> [Text]:
######

Fig. 1A presents the thermogravimetric analysis (TGA) curves of all the studied electrolytes. The neat PP_13*TFSI electrolyte 0.1 mol L⁻¹ LiODFB-PP_13*TFSI remains stable and is essentially no weight loss up to 300 °C. Compared to the pure ionic liquid PP_13*TFSI, the decreased thermal stability results from the LiODFB salt. While for the 0.4 mol L⁻¹ LiODFB-PP_13*TFSI/DMC (8 : 2 v/v) electrolyte, the thermal stability is decreased slightly because of the addition of DMC. The weight loss (ca. 6 wt%) is observed and can be attributed to evaporation of the volatile solvents DMC at the initial 100 °C, which is far less than the case of 0.4 mol L⁻¹ LiODFB-DMC. As reported by Huifeng et al., the presence of ionic liquid can delay the organic solvent evaporation.³⁶

Fig. 1 (A) TGA and (B) DTA studies of 0.1 mol L⁻¹ LiODFB-PP_13*TFSI (a), 0.4 mol L⁻¹ LiODFB-PP_13*TFSI/DMC (8 : 2 v/v) (b), 0.4 mol L⁻¹ LiODFB-DMC (c).

######

> [Short problem]: Set down the part of the electrolyte passage starting with "Fig. 1 (A) TGA" and going on through "L⁻¹ LiODFB-DMC (c).", word for word. The listing after the electrolyte passage comes from a separate source.

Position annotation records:
######

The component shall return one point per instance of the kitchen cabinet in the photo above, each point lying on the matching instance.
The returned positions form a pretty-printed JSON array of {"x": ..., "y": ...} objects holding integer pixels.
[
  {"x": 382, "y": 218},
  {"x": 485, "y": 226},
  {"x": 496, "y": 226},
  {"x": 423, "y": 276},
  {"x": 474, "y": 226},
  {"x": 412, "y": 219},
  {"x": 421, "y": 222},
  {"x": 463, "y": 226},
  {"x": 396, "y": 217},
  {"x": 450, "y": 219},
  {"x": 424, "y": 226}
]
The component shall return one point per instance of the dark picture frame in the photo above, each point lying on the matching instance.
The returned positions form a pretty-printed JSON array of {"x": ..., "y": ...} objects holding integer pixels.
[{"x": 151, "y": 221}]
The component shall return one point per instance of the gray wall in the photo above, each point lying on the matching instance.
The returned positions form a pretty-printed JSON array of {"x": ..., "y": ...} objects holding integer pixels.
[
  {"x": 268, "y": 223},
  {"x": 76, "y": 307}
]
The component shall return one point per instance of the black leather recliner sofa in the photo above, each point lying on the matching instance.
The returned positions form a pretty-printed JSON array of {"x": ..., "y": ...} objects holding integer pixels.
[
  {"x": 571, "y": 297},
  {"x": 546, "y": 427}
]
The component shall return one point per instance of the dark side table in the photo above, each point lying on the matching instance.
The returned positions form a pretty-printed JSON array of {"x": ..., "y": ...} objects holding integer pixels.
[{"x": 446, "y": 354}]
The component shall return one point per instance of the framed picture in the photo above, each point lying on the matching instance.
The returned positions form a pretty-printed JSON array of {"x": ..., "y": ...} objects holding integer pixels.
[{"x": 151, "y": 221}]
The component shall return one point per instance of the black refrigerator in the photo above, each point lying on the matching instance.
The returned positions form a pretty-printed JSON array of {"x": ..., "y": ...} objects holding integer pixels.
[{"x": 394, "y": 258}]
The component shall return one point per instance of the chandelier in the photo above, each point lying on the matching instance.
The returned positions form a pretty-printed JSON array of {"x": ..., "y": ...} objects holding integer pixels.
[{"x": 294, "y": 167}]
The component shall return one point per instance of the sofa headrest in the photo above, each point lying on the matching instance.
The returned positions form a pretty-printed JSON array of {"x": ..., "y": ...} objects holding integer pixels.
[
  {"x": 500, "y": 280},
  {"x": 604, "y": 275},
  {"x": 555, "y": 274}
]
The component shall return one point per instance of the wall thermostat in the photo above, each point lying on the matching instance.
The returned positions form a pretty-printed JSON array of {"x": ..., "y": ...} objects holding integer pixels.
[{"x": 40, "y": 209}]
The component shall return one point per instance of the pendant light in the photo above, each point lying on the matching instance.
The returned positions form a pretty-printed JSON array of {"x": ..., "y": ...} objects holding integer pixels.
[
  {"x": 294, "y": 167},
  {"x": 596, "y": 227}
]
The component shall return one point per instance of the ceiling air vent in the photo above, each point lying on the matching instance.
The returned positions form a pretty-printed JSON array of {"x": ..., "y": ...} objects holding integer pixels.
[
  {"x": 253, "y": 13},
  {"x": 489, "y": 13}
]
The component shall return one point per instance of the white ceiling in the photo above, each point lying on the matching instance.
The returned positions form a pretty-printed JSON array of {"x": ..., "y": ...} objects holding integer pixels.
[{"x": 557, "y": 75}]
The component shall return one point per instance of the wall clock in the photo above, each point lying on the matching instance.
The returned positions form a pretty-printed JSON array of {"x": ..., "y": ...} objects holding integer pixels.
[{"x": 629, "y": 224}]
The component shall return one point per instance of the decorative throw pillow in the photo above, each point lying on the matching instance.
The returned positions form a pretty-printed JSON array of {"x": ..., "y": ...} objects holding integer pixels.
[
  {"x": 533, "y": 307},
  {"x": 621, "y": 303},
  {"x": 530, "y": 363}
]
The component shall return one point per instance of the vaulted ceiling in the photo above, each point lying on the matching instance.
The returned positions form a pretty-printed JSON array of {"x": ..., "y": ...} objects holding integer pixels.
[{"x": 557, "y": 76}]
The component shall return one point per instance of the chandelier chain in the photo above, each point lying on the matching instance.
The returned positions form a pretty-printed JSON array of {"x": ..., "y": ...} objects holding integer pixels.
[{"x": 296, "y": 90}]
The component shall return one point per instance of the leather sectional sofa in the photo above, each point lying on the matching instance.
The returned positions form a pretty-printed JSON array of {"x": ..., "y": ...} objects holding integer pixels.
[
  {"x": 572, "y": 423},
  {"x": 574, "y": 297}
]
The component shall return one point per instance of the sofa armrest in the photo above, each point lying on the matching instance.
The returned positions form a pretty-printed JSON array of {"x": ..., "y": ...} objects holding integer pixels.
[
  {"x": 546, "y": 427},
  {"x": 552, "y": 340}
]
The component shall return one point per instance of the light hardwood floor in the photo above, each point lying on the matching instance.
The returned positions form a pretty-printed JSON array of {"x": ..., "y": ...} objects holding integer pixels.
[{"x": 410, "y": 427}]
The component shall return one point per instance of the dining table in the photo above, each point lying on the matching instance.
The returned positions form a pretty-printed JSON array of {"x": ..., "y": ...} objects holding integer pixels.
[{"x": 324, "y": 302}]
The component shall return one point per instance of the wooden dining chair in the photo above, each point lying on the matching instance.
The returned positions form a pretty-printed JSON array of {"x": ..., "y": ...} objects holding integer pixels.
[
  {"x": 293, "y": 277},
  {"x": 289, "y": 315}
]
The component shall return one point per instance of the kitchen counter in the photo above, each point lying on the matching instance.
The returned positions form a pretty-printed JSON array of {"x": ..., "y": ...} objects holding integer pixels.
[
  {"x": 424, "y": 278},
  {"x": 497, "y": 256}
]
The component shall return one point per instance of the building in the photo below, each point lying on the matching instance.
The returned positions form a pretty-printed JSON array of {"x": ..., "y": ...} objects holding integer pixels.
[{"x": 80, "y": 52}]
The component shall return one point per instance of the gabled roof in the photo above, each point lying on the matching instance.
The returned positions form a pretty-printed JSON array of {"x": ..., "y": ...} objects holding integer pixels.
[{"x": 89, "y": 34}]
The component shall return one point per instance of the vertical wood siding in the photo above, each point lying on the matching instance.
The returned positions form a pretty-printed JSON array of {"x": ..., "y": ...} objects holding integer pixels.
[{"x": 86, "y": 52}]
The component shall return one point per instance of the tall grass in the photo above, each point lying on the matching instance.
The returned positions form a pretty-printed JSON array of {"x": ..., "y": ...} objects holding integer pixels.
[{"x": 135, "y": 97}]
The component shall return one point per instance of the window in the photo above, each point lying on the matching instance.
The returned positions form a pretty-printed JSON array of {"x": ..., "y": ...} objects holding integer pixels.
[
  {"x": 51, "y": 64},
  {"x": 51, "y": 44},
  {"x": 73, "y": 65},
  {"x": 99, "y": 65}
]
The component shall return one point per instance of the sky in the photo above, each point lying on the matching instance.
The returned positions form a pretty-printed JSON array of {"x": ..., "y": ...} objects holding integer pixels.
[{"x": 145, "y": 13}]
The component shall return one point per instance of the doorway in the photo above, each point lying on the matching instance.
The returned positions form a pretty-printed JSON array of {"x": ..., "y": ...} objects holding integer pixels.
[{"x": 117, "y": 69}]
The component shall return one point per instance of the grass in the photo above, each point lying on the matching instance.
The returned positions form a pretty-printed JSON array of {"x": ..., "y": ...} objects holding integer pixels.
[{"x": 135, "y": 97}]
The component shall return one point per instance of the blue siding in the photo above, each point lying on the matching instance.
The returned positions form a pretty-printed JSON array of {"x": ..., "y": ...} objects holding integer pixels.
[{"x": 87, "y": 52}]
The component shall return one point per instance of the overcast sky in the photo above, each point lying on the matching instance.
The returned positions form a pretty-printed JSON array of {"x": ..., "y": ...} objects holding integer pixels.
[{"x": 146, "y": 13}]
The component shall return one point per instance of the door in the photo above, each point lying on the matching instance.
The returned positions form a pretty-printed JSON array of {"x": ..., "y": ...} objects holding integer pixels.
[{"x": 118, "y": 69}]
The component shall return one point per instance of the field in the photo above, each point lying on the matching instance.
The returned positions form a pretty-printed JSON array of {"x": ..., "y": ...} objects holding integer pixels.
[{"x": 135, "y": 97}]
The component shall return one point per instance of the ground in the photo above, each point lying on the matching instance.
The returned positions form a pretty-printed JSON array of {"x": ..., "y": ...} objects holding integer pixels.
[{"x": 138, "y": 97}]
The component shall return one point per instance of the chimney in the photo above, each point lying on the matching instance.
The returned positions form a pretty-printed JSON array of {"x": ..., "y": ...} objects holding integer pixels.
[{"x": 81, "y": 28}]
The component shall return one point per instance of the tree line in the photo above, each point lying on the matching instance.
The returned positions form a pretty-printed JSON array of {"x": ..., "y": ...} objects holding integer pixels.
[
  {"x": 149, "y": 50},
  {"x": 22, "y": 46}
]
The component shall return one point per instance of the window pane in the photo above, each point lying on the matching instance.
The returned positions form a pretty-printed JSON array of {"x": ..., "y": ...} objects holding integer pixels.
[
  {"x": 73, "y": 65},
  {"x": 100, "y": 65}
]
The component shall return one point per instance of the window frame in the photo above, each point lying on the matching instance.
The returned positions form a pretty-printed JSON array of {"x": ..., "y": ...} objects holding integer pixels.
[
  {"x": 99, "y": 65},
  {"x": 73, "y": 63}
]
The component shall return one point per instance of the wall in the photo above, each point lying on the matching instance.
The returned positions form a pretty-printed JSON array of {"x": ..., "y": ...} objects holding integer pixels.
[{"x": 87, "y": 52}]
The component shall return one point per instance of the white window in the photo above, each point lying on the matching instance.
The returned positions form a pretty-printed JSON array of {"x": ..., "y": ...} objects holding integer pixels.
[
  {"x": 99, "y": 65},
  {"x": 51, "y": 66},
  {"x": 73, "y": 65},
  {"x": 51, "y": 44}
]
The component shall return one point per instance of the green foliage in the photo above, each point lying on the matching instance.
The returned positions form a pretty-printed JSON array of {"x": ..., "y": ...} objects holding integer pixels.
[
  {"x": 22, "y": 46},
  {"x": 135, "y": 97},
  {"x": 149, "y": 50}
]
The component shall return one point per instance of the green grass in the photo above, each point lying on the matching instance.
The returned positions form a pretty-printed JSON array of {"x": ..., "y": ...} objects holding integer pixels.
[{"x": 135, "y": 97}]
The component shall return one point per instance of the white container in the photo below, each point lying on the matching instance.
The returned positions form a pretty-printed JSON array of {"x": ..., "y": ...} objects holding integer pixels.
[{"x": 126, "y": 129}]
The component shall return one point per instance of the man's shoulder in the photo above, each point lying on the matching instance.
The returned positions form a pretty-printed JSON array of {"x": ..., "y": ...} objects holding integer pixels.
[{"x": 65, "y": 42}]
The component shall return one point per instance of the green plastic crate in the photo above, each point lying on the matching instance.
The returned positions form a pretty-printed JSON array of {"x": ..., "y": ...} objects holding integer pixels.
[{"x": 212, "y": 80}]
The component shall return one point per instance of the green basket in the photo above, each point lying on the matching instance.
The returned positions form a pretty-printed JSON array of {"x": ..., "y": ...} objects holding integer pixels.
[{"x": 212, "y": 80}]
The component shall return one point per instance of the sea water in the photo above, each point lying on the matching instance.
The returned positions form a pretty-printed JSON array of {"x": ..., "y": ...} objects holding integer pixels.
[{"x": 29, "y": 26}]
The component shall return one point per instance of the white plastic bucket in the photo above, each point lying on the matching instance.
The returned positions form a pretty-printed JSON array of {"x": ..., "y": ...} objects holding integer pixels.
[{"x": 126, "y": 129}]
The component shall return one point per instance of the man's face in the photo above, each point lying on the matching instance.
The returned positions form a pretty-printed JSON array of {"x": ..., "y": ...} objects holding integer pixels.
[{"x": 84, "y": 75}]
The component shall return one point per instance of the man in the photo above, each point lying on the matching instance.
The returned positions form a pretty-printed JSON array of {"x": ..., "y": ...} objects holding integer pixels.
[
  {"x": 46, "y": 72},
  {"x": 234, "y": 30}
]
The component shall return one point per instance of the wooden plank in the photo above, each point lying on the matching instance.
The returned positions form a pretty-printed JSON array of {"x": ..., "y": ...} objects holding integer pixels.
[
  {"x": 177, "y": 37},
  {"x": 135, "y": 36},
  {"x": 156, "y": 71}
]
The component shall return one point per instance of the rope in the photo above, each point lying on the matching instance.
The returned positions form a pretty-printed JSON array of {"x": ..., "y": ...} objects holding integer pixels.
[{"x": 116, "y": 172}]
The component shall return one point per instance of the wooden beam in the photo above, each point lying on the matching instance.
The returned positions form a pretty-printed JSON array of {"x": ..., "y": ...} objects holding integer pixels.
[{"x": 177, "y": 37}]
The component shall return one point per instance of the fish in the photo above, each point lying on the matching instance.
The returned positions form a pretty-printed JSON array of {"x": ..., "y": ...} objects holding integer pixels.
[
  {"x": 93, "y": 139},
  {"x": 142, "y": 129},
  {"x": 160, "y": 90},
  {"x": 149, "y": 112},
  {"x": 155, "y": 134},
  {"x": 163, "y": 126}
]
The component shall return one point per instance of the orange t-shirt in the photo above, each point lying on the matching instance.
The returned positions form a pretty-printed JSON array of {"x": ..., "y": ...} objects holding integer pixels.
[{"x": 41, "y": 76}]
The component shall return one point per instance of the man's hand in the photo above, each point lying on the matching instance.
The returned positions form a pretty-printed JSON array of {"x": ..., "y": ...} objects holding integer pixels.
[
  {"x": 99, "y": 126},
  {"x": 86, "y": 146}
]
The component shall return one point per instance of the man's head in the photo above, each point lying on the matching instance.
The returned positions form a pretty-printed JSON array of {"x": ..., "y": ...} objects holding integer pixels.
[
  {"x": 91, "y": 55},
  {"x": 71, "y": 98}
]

######

> [Answer to the task]:
Fig. 1 (A) TGA and (B) DTA studies of 0.1 mol L⁻¹ LiODFB-PP_13*TFSI (a), 0.4 mol L⁻¹ LiODFB-PP_13*TFSI/DMC (8 : 2 v/v) (b), 0.4 mol L⁻¹ LiODFB-DMC (c).